**Dataset entries:**
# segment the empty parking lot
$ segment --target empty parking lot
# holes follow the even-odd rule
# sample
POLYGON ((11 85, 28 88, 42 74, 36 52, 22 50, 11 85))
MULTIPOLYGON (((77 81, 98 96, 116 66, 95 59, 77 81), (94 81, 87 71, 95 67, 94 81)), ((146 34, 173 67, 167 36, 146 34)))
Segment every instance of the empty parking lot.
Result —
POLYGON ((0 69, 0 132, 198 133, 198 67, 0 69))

**What you will do:**
Every entry shown above is to be written out exactly.

**Reply:**
# segment the empty parking lot
$ segment --target empty parking lot
# holes follow the even-odd rule
# sample
POLYGON ((11 85, 28 88, 42 74, 36 52, 22 50, 11 85))
MULTIPOLYGON (((77 81, 98 96, 116 66, 95 59, 77 81), (94 81, 87 71, 95 67, 94 81)), ((146 34, 173 67, 167 36, 146 34)))
Segment every instance of the empty parking lot.
Result —
POLYGON ((0 69, 0 132, 198 133, 198 67, 0 69))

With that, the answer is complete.